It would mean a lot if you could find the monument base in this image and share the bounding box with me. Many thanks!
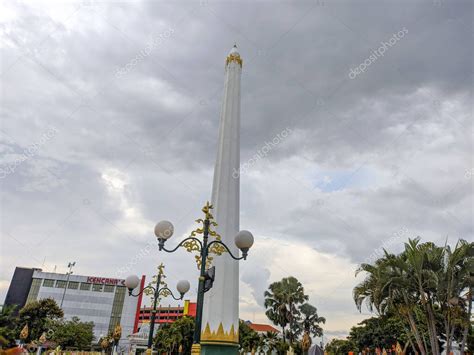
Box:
[201,343,239,355]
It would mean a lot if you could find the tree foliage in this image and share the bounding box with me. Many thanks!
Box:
[264,276,326,349]
[48,317,94,350]
[0,305,18,348]
[154,316,194,354]
[354,238,474,355]
[324,339,357,355]
[349,315,408,351]
[18,298,64,342]
[239,320,263,354]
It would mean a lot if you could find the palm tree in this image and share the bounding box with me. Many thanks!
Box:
[437,240,474,354]
[300,303,326,337]
[353,253,426,355]
[262,332,279,354]
[354,238,474,355]
[264,276,308,342]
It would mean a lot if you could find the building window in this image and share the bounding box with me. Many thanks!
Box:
[81,282,91,291]
[92,284,103,292]
[43,279,54,287]
[67,281,79,290]
[109,286,126,332]
[104,285,115,292]
[56,280,66,288]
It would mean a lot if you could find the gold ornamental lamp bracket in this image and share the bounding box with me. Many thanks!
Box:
[182,201,227,270]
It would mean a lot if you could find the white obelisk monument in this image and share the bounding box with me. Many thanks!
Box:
[201,46,242,354]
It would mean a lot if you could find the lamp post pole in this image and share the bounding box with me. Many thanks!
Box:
[59,261,76,309]
[147,269,161,350]
[155,202,253,354]
[125,264,190,354]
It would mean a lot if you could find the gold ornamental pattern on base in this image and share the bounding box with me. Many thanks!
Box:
[201,323,239,344]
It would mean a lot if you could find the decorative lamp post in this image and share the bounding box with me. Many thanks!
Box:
[112,324,122,354]
[155,201,254,354]
[125,263,190,354]
[20,324,29,348]
[59,261,76,309]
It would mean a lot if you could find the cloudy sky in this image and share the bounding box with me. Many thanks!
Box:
[0,0,474,337]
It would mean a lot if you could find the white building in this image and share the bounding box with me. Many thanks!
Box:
[7,269,144,350]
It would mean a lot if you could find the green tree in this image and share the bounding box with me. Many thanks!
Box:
[263,332,279,354]
[153,317,194,354]
[0,305,18,348]
[239,320,260,354]
[354,238,474,355]
[299,303,326,337]
[264,276,309,343]
[19,298,64,341]
[171,316,194,354]
[46,317,94,350]
[349,315,408,351]
[324,339,358,355]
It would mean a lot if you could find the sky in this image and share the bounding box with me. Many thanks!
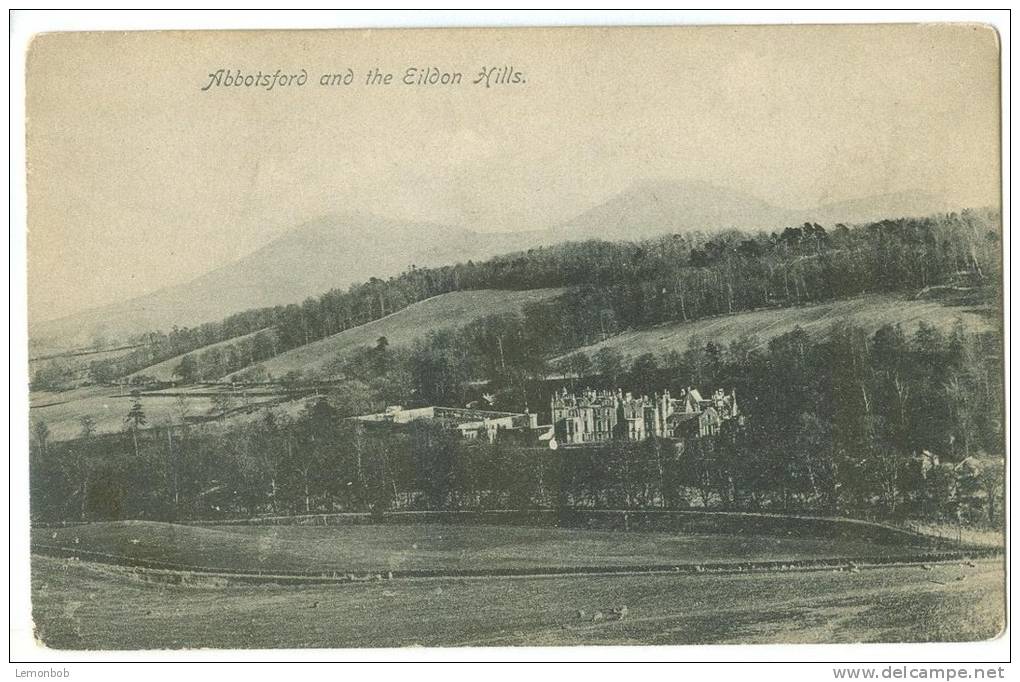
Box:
[27,24,1000,321]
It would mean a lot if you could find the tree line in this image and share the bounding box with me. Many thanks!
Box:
[29,210,1001,385]
[31,323,1005,523]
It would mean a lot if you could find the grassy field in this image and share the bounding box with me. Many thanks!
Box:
[32,557,1005,649]
[128,327,271,381]
[29,386,281,440]
[33,521,934,572]
[558,296,991,366]
[226,288,562,378]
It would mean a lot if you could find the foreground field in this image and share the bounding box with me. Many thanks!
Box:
[32,557,1005,649]
[33,521,934,572]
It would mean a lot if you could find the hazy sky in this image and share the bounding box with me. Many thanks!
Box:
[27,25,1000,320]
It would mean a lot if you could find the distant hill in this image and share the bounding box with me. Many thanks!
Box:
[31,213,526,345]
[30,180,946,349]
[126,328,272,381]
[542,180,948,243]
[553,296,996,362]
[231,288,562,379]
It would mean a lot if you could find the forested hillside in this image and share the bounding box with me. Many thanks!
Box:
[47,211,1001,382]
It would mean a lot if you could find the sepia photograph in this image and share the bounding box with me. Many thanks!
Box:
[10,14,1008,658]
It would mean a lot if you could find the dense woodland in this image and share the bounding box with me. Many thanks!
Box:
[33,211,1001,388]
[31,207,1005,523]
[31,324,1004,525]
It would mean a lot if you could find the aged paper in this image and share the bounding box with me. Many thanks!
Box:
[12,23,1006,650]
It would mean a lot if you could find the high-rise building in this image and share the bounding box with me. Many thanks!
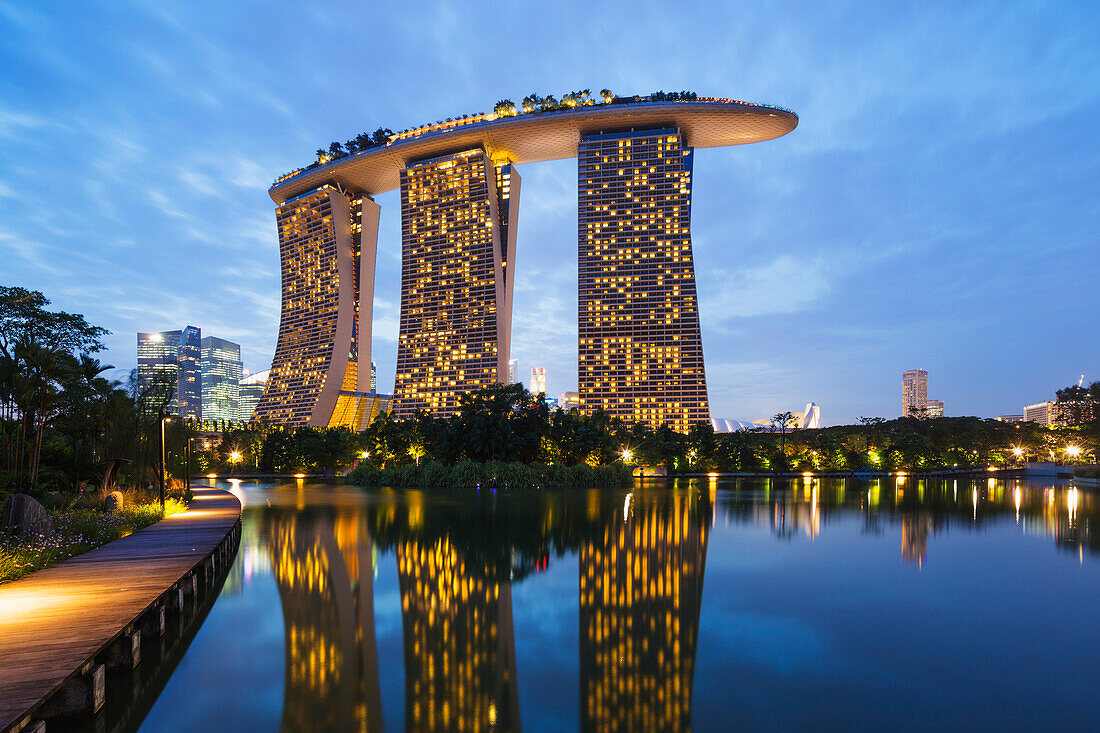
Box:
[901,369,928,417]
[256,95,798,429]
[255,184,388,430]
[176,326,202,420]
[578,129,711,431]
[138,330,183,415]
[530,367,547,395]
[1024,402,1054,425]
[558,392,581,413]
[238,369,271,423]
[138,326,202,419]
[202,336,251,423]
[394,149,519,417]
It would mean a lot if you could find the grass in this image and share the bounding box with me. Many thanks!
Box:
[348,461,634,490]
[0,490,187,583]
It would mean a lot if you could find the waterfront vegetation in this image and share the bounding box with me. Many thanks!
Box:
[0,286,188,508]
[0,491,187,583]
[0,287,1100,493]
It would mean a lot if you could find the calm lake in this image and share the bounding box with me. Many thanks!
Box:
[133,479,1100,733]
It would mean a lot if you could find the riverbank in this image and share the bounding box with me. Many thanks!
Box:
[0,489,241,733]
[0,499,187,586]
[345,461,634,490]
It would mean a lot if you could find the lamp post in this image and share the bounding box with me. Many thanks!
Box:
[161,415,172,513]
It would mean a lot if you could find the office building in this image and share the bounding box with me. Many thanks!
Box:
[176,326,204,420]
[901,369,928,417]
[530,367,547,395]
[238,369,271,423]
[394,149,519,417]
[1024,402,1054,425]
[266,95,798,422]
[138,326,202,419]
[578,128,711,431]
[202,336,245,423]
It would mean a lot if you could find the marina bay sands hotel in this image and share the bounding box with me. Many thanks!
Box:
[254,95,799,430]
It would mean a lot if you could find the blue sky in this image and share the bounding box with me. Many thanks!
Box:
[0,0,1100,424]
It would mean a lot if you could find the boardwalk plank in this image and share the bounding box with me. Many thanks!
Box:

• _Written instruction_
Reproduce every one of the entries above word for word, leaving out the pictures.

• _Response_
It would mean a lot if you could find the monument base in this image and share the bounding box with me. Many thanks!
Box:
[201,343,239,355]
It would mean a lot if you could find the tree foliage in this image and share the bounding box with me. Many thanks!
Box:
[264,276,326,349]
[48,317,94,350]
[0,305,18,348]
[154,316,194,354]
[354,238,474,355]
[324,339,357,355]
[349,315,408,351]
[18,298,64,342]
[239,320,263,354]
It would mean a lot if you could find the palm tree in this image and share the bounding box with me. Many thanks!
Box:
[437,240,474,354]
[300,303,326,337]
[353,253,426,355]
[262,332,279,354]
[354,238,474,355]
[264,276,308,342]
It would mean a lot if you could find the building window in this image and share the bounding box with me. Many thanks!
Box:
[81,282,91,291]
[92,284,103,292]
[43,279,54,287]
[67,281,79,290]
[109,286,126,332]
[104,285,115,292]
[56,280,66,288]
It would mean a lot if you could find the gold ornamental lamp bracket in this image and share the bounding box with me. Many thanks!
Box:
[182,201,227,270]
It would mean a lot if you could find the white obelisk monument in this image and share the bounding box with me. Many thanks!
Box:
[201,46,242,354]
It would mean a lot if you could find the lamp post pole in this image and share the bounding box with me. Many thanks!
Box:
[59,261,76,309]
[147,269,161,350]
[155,202,253,354]
[125,264,190,354]
It would mean a lot if you could find the gold ornamental pattern on base in this image and share the bounding box with me. Many thanks!
Box:
[201,323,239,344]
It would mean a lot if you could find the decorative lamp post in this image and share the bounding box with me. Many thanks!
Box:
[112,324,122,354]
[155,201,254,354]
[125,263,190,354]
[20,324,29,348]
[59,261,76,309]
It would mean a lot if you could find the cloudy sky in this image and share the bounding box with me. Many thanks!
Box:
[0,0,474,337]
It would mean a lot if you could find the white building in this image and share the bounding box with me. Many thanks!
Box:
[7,269,144,350]
It would mean a lot if you could find the green tree in this image and share the bounding box with me. Many thanks!
Box:
[263,332,279,354]
[153,317,194,354]
[0,305,18,348]
[239,320,260,354]
[354,238,474,355]
[299,303,326,337]
[264,276,309,343]
[19,298,64,341]
[171,316,194,354]
[46,317,94,350]
[349,315,408,351]
[324,339,358,355]
It would mean a lot if you could find the sky in this image and share the bounding box with me. Many thanks!
Box:
[27,24,1000,321]
It would mean a lot if you could find the tree line in this image and share the bounding box with me. Many thanks!
Box:
[29,210,1001,385]
[31,323,1005,523]
It would mean a lot if you could find the grassy field in this image and share the bounding box with me. Many thanks!
Box:
[32,557,1005,649]
[128,327,271,381]
[29,386,281,440]
[33,521,934,572]
[558,296,991,366]
[226,288,562,378]
It would mean a lot if you could find the foreground field in this image and share the bounding box with me. Many thanks!
Box:
[32,557,1005,649]
[33,521,934,572]
It would mean a lot if you could find the hazy sky in this image and share the bounding box with me. Many thanks!
Box:
[27,25,1000,320]
It would mean a lot if you could find the distant hill in this image and share the bounding box with me. Many thanks!
Box:
[31,213,526,345]
[30,180,946,349]
[126,328,272,381]
[542,180,948,243]
[553,296,996,362]
[231,288,562,379]
It would mean a lot if you could find the forested hillside in this image and share the bounding box with me. Many thanks!
Box:
[47,211,1001,382]
It would mean a lot if you could find the sepia photograph in this image and share the bounding box with me. Many thanks!
Box:
[10,14,1008,658]
It would mean a lot if you could find the dense woodland in this image and share the bounding box with me. Many thanks!
Box:
[33,211,1001,388]
[31,207,1005,523]
[31,324,1004,525]
It would mean a lot if you could find the aged paper in this image and share the bounding box with me. Many thanks!
Box:
[12,23,1006,650]
It would mean a lot if you could find the high-rise building in this image and share the bounding box with me. Many thanks!
Box:
[901,369,928,417]
[256,95,798,429]
[255,184,388,430]
[176,326,202,420]
[578,129,711,431]
[138,330,183,415]
[530,367,547,395]
[1024,402,1054,425]
[558,392,581,413]
[238,369,271,423]
[138,326,202,419]
[202,336,251,423]
[394,149,519,417]
It would mean a lot if you could find the grass in this image and share the bounding box with me. Many thanks!
Box:
[348,461,634,490]
[0,490,187,583]
It would mean a lot if you could find the waterfront vegetation in this image and share the bounding box with me. Many thanks!
Box:
[0,286,188,508]
[0,491,187,583]
[0,287,1100,493]
It would mean a lot if you could find the calm lake in this image and share the bounding box with me. Many thanks!
Box:
[133,479,1100,733]
It would mean a lot if you could find the riverbank in this image and share the bounding box with me. Many thanks!
Box:
[0,489,241,733]
[0,499,187,586]
[345,461,634,490]
It would mean a lot if you could find the lamp post in this image and share the bounding box with me. Many thanks!
Box:
[161,415,172,513]
It would mean a lot if you could find the office building in this image and share the bounding box with me. Many thanks!
Box:
[176,326,204,420]
[901,369,928,417]
[530,367,547,395]
[238,369,271,423]
[394,149,519,417]
[1024,402,1054,425]
[266,95,798,422]
[138,326,202,419]
[578,128,711,431]
[202,336,245,423]
It would mean a lot if you could find the marina bay sands hotel in this image and share the bounding box with me. Many thanks!
Box:
[254,95,799,430]
It would mean a lot if you could find the blue sky in this image and share the bounding box with me. Many thanks!
Box:
[0,0,1100,424]
It would mean a lot if you could find the boardwalk plank in this image and share the bounding box with me. Many thanks!
Box:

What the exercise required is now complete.